-- Begin --
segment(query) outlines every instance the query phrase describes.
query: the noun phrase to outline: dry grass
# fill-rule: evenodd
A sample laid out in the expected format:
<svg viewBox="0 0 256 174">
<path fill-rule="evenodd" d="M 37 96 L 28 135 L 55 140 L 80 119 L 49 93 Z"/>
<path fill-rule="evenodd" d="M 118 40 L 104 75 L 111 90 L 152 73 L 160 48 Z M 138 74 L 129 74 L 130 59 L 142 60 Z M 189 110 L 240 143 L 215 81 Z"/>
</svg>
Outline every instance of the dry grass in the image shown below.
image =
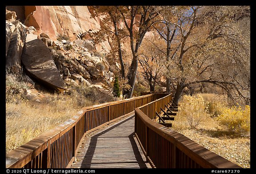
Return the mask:
<svg viewBox="0 0 256 174">
<path fill-rule="evenodd" d="M 6 104 L 6 152 L 71 118 L 79 109 L 72 107 L 73 103 L 70 99 L 48 104 L 28 101 Z"/>
<path fill-rule="evenodd" d="M 220 102 L 222 99 L 213 94 L 200 94 L 205 101 L 213 103 Z M 222 106 L 224 105 L 223 102 Z M 244 135 L 228 131 L 212 114 L 196 128 L 192 129 L 180 111 L 173 122 L 172 129 L 242 167 L 250 167 L 249 132 Z"/>
<path fill-rule="evenodd" d="M 29 89 L 15 76 L 7 74 L 6 81 L 6 153 L 63 123 L 84 107 L 113 100 L 109 93 L 82 84 L 58 94 Z"/>
</svg>

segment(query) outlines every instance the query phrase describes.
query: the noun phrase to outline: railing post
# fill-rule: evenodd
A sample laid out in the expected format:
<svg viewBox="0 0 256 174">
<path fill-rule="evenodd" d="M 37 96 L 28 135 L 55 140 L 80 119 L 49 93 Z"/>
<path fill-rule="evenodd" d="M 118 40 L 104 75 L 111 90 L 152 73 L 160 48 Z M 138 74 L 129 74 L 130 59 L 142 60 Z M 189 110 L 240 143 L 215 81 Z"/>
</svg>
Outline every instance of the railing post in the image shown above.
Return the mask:
<svg viewBox="0 0 256 174">
<path fill-rule="evenodd" d="M 109 123 L 110 122 L 110 105 L 108 104 L 108 124 L 109 124 Z"/>
<path fill-rule="evenodd" d="M 72 139 L 72 141 L 73 141 L 73 147 L 72 147 L 72 155 L 73 156 L 76 156 L 76 125 L 75 125 L 75 126 L 74 126 L 74 127 L 73 127 L 73 138 Z"/>
<path fill-rule="evenodd" d="M 124 102 L 124 115 L 125 115 L 125 101 Z"/>
<path fill-rule="evenodd" d="M 146 144 L 145 145 L 145 151 L 146 151 L 146 155 L 147 155 L 147 156 L 148 156 L 148 127 L 147 126 L 147 125 L 146 124 L 145 124 L 145 127 L 146 127 L 146 130 L 145 131 L 145 141 L 146 141 Z M 146 158 L 146 162 L 148 162 L 148 158 Z"/>
<path fill-rule="evenodd" d="M 172 161 L 173 163 L 172 163 L 172 168 L 176 168 L 176 143 L 173 143 L 173 156 L 172 157 L 173 158 L 173 160 Z"/>
<path fill-rule="evenodd" d="M 47 168 L 51 168 L 51 139 L 47 143 Z"/>
</svg>

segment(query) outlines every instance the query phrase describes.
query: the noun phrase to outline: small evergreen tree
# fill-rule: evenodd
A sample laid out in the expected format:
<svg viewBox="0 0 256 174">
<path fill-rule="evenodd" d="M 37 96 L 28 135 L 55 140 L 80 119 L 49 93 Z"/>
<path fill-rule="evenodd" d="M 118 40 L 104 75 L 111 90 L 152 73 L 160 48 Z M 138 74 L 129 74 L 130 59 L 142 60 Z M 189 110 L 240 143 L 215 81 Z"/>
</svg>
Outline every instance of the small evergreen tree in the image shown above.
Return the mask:
<svg viewBox="0 0 256 174">
<path fill-rule="evenodd" d="M 115 81 L 114 81 L 114 88 L 113 89 L 113 95 L 116 97 L 120 97 L 120 89 L 119 88 L 119 82 L 118 82 L 118 77 L 117 76 L 115 77 Z"/>
</svg>

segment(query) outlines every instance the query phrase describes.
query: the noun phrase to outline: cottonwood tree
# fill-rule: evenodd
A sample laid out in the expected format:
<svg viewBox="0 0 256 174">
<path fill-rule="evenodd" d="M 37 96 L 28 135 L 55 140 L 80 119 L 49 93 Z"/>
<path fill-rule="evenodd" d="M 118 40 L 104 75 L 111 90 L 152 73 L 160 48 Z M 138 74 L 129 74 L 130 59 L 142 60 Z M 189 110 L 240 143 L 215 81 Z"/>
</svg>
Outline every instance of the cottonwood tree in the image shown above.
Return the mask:
<svg viewBox="0 0 256 174">
<path fill-rule="evenodd" d="M 155 86 L 165 69 L 165 54 L 162 51 L 164 45 L 164 41 L 158 35 L 150 35 L 145 37 L 139 51 L 140 69 L 148 82 L 151 92 L 155 91 Z"/>
<path fill-rule="evenodd" d="M 106 39 L 111 48 L 108 56 L 116 59 L 118 58 L 121 66 L 121 76 L 125 78 L 125 72 L 122 52 L 122 43 L 127 36 L 125 31 L 120 26 L 121 16 L 116 6 L 92 6 L 96 16 L 104 16 L 100 29 L 94 33 L 95 42 L 99 43 Z"/>
<path fill-rule="evenodd" d="M 180 43 L 177 42 L 179 39 L 177 38 L 177 26 L 173 25 L 172 23 L 176 22 L 179 19 L 175 14 L 177 12 L 181 12 L 188 8 L 188 6 L 169 6 L 163 7 L 163 10 L 160 12 L 162 19 L 156 23 L 154 25 L 159 35 L 163 38 L 166 43 L 166 50 L 164 51 L 165 54 L 166 63 L 165 69 L 167 71 L 165 73 L 166 78 L 166 92 L 170 93 L 170 84 L 171 79 L 170 74 L 172 68 L 171 64 L 168 63 L 174 58 L 177 51 L 180 46 Z"/>
<path fill-rule="evenodd" d="M 146 33 L 159 20 L 161 6 L 131 6 L 117 7 L 128 31 L 132 58 L 127 75 L 128 84 L 131 89 L 123 94 L 131 98 L 135 84 L 138 70 L 138 50 Z"/>
<path fill-rule="evenodd" d="M 249 38 L 236 26 L 249 12 L 245 6 L 191 6 L 176 14 L 178 22 L 170 23 L 179 30 L 180 48 L 170 63 L 177 68 L 176 103 L 184 88 L 201 83 L 220 87 L 233 101 L 234 96 L 249 100 Z"/>
</svg>

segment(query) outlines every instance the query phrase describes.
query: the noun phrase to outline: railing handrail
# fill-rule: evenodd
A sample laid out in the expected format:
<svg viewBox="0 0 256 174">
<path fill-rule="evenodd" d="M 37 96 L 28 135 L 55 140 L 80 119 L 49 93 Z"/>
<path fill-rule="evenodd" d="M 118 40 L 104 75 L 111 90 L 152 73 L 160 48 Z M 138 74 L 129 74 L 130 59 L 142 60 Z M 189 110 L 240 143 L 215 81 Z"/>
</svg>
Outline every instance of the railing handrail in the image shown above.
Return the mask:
-- End --
[GIVEN TASK] Retype each entry precisely. Skip images entirely.

[TASK ANSWER]
segment(query) outlines every instance the query phrase describes.
query: the noun phrase to outline: dry grass
# fill-rule: evenodd
A sample laid out in the expected format:
<svg viewBox="0 0 256 174">
<path fill-rule="evenodd" d="M 37 96 L 28 135 L 55 140 L 80 119 L 49 93 Z"/>
<path fill-rule="evenodd" d="M 118 40 L 104 75 L 111 90 L 152 73 L 160 48 Z M 138 74 L 129 74 L 130 59 L 142 60 Z M 189 110 L 240 143 L 215 81 Z"/>
</svg>
Outline every instance of the dry grass in the image shown below.
image =
Return the mask:
<svg viewBox="0 0 256 174">
<path fill-rule="evenodd" d="M 6 104 L 6 152 L 71 118 L 79 109 L 72 107 L 73 103 L 70 99 L 48 104 L 28 101 Z"/>
<path fill-rule="evenodd" d="M 220 102 L 222 99 L 213 94 L 200 94 L 205 101 L 213 103 Z M 222 106 L 224 105 L 223 102 Z M 244 135 L 228 131 L 212 114 L 196 128 L 192 129 L 180 111 L 173 122 L 172 129 L 242 167 L 250 167 L 249 132 Z"/>
<path fill-rule="evenodd" d="M 29 89 L 15 76 L 7 74 L 6 81 L 6 153 L 63 123 L 84 107 L 113 100 L 109 93 L 82 84 L 58 94 Z"/>
</svg>

segment(query) outlines every instance the query phrase describes.
query: the noun phrase to outline: railing post
# fill-rule: evenodd
A sample laid out in the expected format:
<svg viewBox="0 0 256 174">
<path fill-rule="evenodd" d="M 37 96 L 28 135 L 55 140 L 80 119 L 49 93 Z"/>
<path fill-rule="evenodd" d="M 118 40 L 104 75 L 111 90 L 152 73 L 160 48 Z M 138 74 L 129 74 L 130 59 L 142 60 Z M 189 110 L 240 143 L 215 81 Z"/>
</svg>
Outline every instance of the railing post in the image shown above.
Return the mask:
<svg viewBox="0 0 256 174">
<path fill-rule="evenodd" d="M 109 123 L 110 122 L 110 105 L 108 104 L 108 124 L 109 124 Z"/>
<path fill-rule="evenodd" d="M 72 139 L 72 141 L 73 141 L 73 147 L 72 147 L 72 155 L 73 156 L 76 156 L 76 125 L 75 125 L 75 126 L 74 126 L 74 127 L 73 127 L 73 138 Z"/>
<path fill-rule="evenodd" d="M 124 102 L 124 115 L 125 115 L 125 101 Z"/>
<path fill-rule="evenodd" d="M 146 144 L 145 145 L 145 151 L 146 151 L 146 155 L 147 155 L 147 156 L 148 156 L 148 127 L 147 126 L 147 125 L 146 124 L 145 124 L 145 127 L 146 127 L 146 130 L 145 131 L 145 141 L 146 141 Z M 146 158 L 146 162 L 148 162 L 148 158 Z"/>
<path fill-rule="evenodd" d="M 172 161 L 173 163 L 172 163 L 172 168 L 176 168 L 176 143 L 173 143 L 173 156 L 172 157 L 173 158 L 173 160 Z"/>
<path fill-rule="evenodd" d="M 47 168 L 51 168 L 51 139 L 47 143 Z"/>
</svg>

segment(query) outlines every instance the query phrase describes.
query: the noun phrase to outline: small evergreen tree
# fill-rule: evenodd
A sample laid out in the expected format:
<svg viewBox="0 0 256 174">
<path fill-rule="evenodd" d="M 37 96 L 28 135 L 55 140 L 80 119 L 49 93 Z"/>
<path fill-rule="evenodd" d="M 118 40 L 104 75 L 111 90 L 152 73 L 160 48 Z M 138 74 L 129 74 L 130 59 L 142 60 Z M 189 110 L 240 143 L 215 81 Z"/>
</svg>
Outline every instance of the small evergreen tree in the image shown above.
Return the mask:
<svg viewBox="0 0 256 174">
<path fill-rule="evenodd" d="M 115 81 L 114 81 L 114 88 L 113 89 L 113 95 L 116 97 L 120 97 L 120 89 L 119 88 L 119 82 L 118 82 L 118 77 L 117 76 L 115 77 Z"/>
</svg>

segment(query) outlines every instance the query phrase describes.
query: the noun phrase to outline: cottonwood tree
# fill-rule: evenodd
A sample laid out in the expected format:
<svg viewBox="0 0 256 174">
<path fill-rule="evenodd" d="M 37 96 L 28 135 L 55 140 L 80 119 L 49 93 Z"/>
<path fill-rule="evenodd" d="M 118 40 L 104 75 L 111 90 L 152 73 L 160 48 Z M 138 74 L 129 74 L 130 59 L 142 60 Z M 189 110 L 240 143 L 215 81 Z"/>
</svg>
Outline every instance of the cottonwood tree in the image shown above.
Return the mask:
<svg viewBox="0 0 256 174">
<path fill-rule="evenodd" d="M 155 86 L 165 69 L 165 54 L 162 51 L 164 45 L 164 41 L 158 35 L 150 35 L 145 37 L 139 51 L 140 69 L 148 82 L 151 92 L 155 91 Z"/>
<path fill-rule="evenodd" d="M 106 39 L 111 48 L 108 56 L 116 59 L 118 58 L 121 66 L 121 76 L 125 78 L 125 72 L 122 52 L 122 43 L 127 36 L 125 31 L 120 26 L 121 16 L 116 6 L 92 6 L 96 16 L 104 16 L 100 29 L 94 33 L 95 42 L 99 43 Z"/>
<path fill-rule="evenodd" d="M 180 43 L 177 42 L 179 39 L 177 38 L 177 26 L 173 25 L 172 23 L 176 22 L 179 19 L 175 14 L 177 12 L 181 12 L 188 8 L 188 6 L 169 6 L 163 7 L 163 10 L 160 12 L 162 19 L 156 23 L 154 25 L 159 35 L 163 38 L 166 43 L 166 50 L 164 51 L 165 54 L 166 63 L 165 69 L 167 71 L 165 73 L 166 78 L 166 92 L 170 93 L 170 84 L 171 79 L 170 74 L 172 68 L 171 64 L 168 63 L 174 58 L 177 51 L 180 46 Z"/>
<path fill-rule="evenodd" d="M 146 33 L 159 20 L 161 6 L 131 6 L 117 7 L 128 31 L 132 58 L 127 75 L 128 84 L 131 89 L 123 94 L 131 98 L 135 84 L 138 70 L 138 50 Z"/>
<path fill-rule="evenodd" d="M 249 38 L 236 26 L 249 12 L 245 6 L 191 6 L 176 14 L 178 22 L 170 23 L 179 30 L 180 48 L 170 63 L 177 68 L 176 103 L 184 88 L 201 83 L 220 87 L 233 101 L 234 96 L 249 100 Z"/>
</svg>

segment(query) outlines every instance the query phrase describes.
query: the noun phrase to outline: railing handrail
# fill-rule: evenodd
A sample laid out in the expected format:
<svg viewBox="0 0 256 174">
<path fill-rule="evenodd" d="M 37 96 L 28 135 L 55 140 L 80 119 L 49 93 Z"/>
<path fill-rule="evenodd" d="M 118 40 L 104 75 L 111 90 L 152 73 L 160 48 Z M 138 74 L 129 74 L 130 59 L 142 60 Z M 189 110 L 240 143 L 215 81 Z"/>
</svg>
Outline every instance of the railing handrail in the image shown above.
Return the mask:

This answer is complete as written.